▶ _Record set_:
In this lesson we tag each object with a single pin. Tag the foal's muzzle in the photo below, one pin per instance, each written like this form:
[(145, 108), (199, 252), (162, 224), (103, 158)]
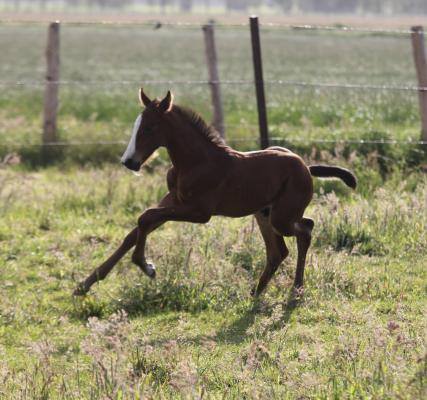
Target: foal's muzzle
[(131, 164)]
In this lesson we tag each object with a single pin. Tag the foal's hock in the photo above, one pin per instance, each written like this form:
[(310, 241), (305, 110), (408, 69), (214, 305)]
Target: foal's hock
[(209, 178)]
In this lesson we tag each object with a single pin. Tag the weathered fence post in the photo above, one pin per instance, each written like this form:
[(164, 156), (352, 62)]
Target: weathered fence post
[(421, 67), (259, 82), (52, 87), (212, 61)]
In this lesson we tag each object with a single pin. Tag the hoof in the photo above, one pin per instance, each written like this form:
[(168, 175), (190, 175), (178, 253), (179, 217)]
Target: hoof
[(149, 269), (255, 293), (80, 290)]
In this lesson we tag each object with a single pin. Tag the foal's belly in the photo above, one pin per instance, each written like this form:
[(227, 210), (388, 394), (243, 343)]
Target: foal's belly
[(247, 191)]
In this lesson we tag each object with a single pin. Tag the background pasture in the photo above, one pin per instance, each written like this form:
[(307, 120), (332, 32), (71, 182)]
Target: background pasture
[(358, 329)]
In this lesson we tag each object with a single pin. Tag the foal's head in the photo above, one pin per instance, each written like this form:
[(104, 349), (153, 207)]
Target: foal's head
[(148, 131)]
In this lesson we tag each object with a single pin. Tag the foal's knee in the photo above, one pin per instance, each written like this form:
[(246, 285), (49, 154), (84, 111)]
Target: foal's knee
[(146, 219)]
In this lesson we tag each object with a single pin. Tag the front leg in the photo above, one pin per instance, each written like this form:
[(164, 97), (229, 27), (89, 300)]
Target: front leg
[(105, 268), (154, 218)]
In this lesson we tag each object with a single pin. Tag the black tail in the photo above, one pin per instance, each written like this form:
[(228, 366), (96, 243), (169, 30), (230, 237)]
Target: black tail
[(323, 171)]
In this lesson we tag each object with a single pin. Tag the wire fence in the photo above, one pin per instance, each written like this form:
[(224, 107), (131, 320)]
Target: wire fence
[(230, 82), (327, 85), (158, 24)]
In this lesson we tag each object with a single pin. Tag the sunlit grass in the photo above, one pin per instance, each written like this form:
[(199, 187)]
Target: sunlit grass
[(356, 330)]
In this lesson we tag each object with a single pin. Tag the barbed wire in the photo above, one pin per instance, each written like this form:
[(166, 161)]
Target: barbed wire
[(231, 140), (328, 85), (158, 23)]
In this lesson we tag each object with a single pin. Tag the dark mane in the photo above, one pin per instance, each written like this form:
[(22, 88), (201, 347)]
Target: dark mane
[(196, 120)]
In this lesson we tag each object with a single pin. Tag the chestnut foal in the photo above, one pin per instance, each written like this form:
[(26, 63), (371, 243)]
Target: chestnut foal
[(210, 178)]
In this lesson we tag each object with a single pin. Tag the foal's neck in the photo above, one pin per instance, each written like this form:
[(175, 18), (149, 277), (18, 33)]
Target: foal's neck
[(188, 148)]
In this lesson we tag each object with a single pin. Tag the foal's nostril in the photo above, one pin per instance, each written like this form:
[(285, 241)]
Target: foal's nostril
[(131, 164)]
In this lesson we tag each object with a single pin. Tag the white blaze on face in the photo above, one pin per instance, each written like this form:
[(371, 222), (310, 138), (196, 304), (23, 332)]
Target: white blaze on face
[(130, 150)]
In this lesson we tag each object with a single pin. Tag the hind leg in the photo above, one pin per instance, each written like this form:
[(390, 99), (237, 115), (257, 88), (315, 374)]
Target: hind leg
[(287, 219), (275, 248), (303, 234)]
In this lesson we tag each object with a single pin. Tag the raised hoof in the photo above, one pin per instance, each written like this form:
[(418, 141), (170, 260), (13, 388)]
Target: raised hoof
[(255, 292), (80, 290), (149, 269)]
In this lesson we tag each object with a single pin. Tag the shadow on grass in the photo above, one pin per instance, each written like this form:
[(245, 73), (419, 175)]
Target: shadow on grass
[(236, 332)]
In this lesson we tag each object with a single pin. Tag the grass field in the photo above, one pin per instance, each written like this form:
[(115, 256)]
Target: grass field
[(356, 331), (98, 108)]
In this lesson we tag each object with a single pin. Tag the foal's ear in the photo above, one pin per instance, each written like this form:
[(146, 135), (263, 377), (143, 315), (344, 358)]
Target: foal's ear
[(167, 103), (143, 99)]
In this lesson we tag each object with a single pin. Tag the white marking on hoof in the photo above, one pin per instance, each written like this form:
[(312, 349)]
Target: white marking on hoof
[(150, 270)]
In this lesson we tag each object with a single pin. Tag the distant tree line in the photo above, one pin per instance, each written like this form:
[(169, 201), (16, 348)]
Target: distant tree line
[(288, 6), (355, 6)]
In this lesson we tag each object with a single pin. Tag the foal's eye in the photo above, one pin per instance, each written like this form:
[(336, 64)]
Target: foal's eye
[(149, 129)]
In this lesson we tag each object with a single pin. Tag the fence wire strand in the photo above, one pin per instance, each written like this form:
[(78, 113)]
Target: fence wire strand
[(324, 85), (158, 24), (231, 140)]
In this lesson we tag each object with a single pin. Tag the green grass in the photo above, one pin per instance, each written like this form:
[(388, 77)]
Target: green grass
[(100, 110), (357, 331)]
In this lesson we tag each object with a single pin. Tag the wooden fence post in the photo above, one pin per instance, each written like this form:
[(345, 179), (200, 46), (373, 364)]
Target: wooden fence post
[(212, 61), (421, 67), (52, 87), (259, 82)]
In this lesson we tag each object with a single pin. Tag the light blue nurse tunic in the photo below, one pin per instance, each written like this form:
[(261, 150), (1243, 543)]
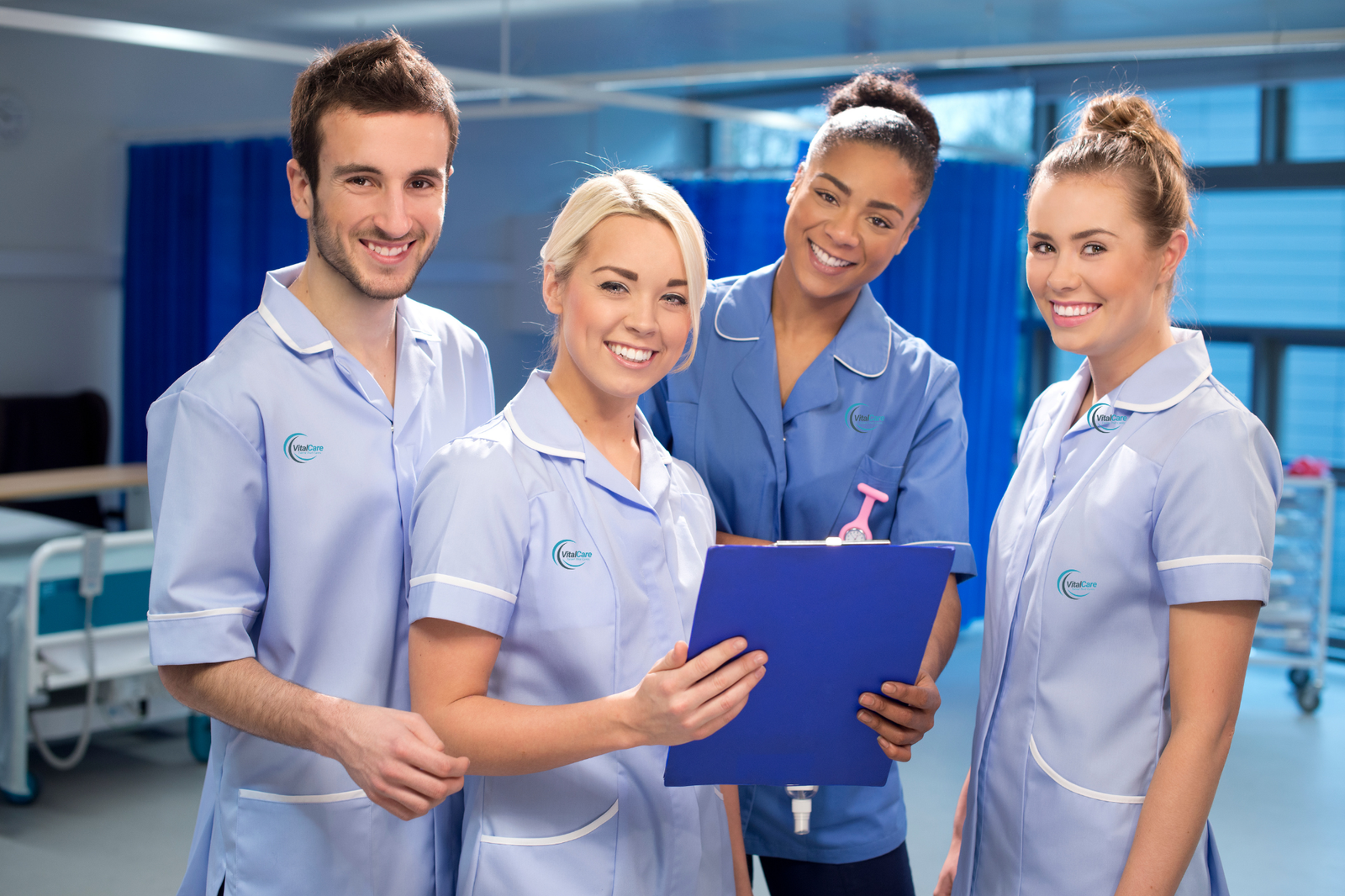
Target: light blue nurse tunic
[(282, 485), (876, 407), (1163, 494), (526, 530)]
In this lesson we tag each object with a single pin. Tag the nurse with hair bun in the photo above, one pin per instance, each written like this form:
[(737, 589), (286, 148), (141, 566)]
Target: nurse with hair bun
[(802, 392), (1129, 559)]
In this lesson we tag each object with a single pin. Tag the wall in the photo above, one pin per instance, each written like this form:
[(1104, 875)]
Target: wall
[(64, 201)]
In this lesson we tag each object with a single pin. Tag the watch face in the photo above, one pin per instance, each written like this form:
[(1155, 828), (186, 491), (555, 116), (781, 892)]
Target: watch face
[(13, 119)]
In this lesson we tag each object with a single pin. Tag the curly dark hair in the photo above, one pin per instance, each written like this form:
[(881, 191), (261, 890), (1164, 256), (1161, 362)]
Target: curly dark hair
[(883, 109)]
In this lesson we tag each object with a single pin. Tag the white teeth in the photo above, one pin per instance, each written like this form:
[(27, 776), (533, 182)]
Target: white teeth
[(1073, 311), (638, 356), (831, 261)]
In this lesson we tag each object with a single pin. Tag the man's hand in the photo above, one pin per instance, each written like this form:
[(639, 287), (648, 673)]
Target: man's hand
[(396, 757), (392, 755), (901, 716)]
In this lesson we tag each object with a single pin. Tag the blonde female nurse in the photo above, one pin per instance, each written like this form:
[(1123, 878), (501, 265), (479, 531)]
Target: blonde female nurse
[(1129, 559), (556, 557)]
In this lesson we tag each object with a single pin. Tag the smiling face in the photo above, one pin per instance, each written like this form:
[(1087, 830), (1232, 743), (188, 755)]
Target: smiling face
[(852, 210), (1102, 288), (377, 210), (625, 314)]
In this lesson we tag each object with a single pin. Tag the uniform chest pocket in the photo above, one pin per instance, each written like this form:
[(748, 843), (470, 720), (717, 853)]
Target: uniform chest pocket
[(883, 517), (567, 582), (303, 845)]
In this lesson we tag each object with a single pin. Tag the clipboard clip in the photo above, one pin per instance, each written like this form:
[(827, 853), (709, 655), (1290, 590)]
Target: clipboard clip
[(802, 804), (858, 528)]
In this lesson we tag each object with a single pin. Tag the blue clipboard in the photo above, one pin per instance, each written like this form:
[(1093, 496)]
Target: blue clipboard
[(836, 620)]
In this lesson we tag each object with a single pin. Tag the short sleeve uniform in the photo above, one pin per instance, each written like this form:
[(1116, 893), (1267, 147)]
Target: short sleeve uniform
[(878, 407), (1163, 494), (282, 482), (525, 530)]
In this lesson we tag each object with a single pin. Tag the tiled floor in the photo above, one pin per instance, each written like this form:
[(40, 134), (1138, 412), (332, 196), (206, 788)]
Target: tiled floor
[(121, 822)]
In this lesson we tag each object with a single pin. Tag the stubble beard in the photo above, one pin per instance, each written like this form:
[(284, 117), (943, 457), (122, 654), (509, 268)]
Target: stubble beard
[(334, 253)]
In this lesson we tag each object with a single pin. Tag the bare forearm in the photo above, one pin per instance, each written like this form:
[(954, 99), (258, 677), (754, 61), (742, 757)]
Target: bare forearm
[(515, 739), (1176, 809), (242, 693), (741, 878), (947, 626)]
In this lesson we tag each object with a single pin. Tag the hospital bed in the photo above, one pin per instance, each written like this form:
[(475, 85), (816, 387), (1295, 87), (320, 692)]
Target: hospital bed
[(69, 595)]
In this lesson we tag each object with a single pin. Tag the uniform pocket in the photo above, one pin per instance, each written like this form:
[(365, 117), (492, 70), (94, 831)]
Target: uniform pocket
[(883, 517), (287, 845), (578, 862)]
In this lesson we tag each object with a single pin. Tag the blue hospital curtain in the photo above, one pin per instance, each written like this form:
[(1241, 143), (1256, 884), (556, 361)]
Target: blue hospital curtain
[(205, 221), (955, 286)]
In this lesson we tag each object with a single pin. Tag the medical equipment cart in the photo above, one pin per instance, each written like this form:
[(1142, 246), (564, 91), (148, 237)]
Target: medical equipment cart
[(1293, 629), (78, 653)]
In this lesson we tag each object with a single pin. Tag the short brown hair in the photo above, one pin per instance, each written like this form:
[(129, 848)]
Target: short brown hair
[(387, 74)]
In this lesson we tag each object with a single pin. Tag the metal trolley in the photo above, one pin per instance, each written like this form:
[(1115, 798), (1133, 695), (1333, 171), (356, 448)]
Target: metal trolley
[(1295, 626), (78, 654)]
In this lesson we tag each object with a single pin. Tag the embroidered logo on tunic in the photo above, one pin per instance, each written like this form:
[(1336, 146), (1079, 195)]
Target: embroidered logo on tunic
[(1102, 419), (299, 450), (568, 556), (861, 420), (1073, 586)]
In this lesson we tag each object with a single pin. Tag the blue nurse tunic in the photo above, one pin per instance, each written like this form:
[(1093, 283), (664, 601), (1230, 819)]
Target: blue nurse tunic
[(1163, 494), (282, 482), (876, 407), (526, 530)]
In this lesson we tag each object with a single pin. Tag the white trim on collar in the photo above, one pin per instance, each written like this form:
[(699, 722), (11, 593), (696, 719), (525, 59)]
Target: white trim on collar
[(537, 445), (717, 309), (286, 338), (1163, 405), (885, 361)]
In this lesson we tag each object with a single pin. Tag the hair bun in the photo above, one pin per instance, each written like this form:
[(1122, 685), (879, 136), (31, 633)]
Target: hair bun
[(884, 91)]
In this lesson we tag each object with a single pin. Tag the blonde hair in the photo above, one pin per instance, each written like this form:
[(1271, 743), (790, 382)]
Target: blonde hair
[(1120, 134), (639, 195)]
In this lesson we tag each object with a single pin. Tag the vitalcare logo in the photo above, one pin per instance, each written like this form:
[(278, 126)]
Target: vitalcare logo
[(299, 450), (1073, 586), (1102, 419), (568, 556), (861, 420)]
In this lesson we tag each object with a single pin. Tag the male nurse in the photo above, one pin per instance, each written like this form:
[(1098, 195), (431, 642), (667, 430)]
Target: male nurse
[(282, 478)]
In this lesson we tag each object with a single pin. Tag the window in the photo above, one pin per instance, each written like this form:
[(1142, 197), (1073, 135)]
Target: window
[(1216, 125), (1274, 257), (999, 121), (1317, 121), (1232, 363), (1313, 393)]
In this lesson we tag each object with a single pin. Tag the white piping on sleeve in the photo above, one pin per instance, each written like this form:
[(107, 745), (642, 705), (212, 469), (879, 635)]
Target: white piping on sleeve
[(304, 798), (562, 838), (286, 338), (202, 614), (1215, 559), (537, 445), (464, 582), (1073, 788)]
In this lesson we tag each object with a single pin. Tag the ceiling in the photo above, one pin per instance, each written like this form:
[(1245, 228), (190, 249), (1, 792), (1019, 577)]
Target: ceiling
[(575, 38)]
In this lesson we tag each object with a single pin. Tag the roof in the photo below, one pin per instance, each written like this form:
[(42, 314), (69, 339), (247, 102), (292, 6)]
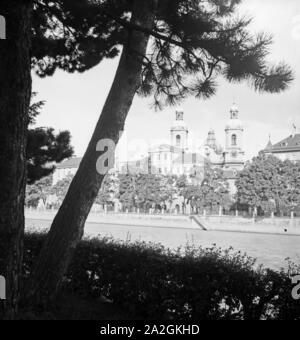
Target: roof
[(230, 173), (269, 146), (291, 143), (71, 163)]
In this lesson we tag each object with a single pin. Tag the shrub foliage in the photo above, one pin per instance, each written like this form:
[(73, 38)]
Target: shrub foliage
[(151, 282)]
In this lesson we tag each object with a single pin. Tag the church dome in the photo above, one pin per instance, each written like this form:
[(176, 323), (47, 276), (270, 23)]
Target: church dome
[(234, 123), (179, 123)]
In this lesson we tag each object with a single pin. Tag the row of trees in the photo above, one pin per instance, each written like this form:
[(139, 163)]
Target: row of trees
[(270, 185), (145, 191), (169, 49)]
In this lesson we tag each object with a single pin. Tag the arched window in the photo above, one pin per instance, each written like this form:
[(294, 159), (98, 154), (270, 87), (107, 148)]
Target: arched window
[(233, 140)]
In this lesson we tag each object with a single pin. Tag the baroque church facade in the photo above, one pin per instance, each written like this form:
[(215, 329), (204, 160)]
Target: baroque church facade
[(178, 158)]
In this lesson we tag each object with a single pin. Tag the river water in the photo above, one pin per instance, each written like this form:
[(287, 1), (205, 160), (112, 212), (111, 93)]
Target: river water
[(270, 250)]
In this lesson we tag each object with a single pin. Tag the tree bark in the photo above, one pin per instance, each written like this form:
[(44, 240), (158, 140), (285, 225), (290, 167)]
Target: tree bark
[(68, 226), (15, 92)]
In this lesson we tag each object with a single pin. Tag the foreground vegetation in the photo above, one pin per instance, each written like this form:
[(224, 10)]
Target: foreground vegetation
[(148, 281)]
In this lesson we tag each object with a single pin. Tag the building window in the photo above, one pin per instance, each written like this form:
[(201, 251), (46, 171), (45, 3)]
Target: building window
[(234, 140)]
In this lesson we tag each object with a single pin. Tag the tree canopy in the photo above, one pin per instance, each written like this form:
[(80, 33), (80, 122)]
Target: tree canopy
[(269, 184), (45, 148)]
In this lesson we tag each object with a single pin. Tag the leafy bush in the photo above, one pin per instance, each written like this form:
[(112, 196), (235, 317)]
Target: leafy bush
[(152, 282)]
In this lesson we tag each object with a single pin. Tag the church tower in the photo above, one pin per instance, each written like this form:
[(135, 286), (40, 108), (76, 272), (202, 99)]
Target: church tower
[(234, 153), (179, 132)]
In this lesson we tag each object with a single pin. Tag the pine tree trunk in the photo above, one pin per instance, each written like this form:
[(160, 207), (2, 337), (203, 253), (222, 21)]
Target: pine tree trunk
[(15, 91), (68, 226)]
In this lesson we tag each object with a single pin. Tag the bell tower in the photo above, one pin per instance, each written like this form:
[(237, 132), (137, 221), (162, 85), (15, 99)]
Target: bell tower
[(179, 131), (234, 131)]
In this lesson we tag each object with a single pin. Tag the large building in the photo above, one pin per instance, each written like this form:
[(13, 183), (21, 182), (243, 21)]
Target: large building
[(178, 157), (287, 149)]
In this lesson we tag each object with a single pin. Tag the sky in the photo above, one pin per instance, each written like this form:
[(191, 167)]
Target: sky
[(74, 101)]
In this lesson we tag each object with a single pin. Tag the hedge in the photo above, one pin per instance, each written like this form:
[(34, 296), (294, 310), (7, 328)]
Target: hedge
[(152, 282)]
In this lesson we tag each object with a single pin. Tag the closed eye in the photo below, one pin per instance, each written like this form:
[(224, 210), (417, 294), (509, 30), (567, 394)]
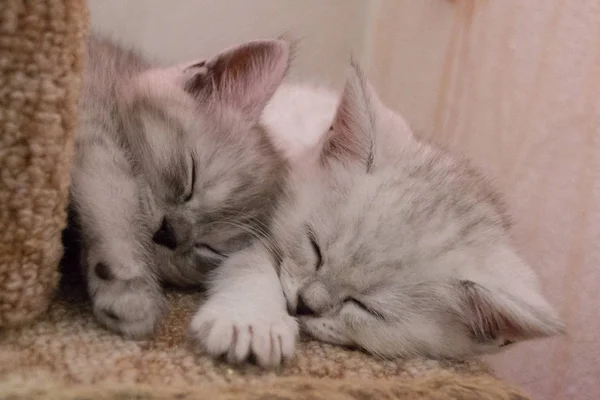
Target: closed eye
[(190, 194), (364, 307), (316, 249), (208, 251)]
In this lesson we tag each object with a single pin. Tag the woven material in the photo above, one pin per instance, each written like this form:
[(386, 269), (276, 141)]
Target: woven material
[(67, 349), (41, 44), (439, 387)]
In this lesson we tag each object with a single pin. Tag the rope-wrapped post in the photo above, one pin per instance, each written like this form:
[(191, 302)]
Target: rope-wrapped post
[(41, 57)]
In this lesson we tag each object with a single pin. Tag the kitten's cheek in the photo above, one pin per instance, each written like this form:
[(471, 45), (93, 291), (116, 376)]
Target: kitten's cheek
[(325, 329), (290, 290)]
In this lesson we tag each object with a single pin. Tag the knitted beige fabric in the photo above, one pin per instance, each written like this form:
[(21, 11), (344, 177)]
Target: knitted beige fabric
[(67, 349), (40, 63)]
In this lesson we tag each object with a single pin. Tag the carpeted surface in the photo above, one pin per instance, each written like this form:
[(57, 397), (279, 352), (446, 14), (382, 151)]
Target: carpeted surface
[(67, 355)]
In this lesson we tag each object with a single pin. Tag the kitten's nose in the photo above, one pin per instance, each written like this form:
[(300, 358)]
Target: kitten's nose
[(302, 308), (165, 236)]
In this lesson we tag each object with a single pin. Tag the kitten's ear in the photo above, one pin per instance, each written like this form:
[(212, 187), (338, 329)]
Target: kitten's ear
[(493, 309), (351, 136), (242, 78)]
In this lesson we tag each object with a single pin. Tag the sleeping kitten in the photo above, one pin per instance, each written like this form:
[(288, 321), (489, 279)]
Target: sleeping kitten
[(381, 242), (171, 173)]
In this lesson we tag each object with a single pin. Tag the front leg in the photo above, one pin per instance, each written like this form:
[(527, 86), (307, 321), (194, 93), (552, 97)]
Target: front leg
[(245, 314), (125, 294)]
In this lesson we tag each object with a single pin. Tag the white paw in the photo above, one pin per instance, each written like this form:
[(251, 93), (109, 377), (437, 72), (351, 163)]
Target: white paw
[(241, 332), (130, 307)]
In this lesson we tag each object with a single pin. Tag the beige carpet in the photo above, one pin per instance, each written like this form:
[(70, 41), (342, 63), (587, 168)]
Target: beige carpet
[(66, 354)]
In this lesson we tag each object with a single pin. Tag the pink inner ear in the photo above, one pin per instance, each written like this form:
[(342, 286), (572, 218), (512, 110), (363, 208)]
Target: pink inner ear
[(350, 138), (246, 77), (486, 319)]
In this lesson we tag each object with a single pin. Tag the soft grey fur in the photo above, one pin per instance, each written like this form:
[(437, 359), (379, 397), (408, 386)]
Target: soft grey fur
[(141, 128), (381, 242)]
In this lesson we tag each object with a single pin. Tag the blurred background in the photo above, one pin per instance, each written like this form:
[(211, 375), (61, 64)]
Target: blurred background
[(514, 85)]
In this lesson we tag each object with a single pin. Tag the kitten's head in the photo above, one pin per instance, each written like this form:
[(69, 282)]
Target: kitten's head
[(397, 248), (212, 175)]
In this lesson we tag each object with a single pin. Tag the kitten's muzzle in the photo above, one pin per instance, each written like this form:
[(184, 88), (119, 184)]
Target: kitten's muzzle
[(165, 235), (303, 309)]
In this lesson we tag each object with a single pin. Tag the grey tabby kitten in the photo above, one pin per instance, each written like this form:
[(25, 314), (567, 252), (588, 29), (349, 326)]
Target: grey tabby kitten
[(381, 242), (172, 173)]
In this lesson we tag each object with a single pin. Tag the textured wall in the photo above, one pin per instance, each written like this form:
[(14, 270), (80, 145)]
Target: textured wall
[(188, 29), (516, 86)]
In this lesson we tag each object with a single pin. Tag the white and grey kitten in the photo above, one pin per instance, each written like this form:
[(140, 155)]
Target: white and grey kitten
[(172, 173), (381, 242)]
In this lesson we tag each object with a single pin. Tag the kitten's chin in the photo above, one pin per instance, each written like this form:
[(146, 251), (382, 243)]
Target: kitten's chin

▶ _Problem description_: Return the lines beginning at the one that contains "the kitten's head" and continuing through the last line of the data, exactly as they stand and without any others.

▶ _Result of this task_:
In this lesson we tag each object with a single pin. Tag the kitten's head in the photo above, one pin per instance, each written like this form:
[(69, 282)]
Target: kitten's head
[(397, 248), (212, 175)]
In this lesson we tag each object with a single pin. Tag the kitten's muzzle in the photo above, one pin per instance, each written like this form:
[(184, 88), (119, 184)]
Target: kitten's muzzle
[(165, 235), (303, 309)]
In this lesson we tag each object with a single pin. Tag the grey tabby kitten in the photo above, one pin per instance, each written like this form:
[(25, 314), (567, 252), (588, 29), (349, 326)]
Target: grey tabby kitten
[(381, 242), (172, 173)]
In this lesson we tag each object with a single pin. Tag the textured wall in the photo above, one pin per instance, each written like this form:
[(14, 270), (80, 145)]
Target: textured wall
[(188, 29), (516, 86)]
In this lesson we tag each object with a single pin. Tag the white and grey kitten in the photo above, one pin per instance, each written like this form:
[(140, 155)]
Target: white and grey kitten
[(172, 173), (381, 242)]
In this lesson we tag each object with a single pin. Tag the kitten's chin in the photo above, one pin per instance, each written like this form:
[(146, 251), (382, 243)]
Target: kitten's chin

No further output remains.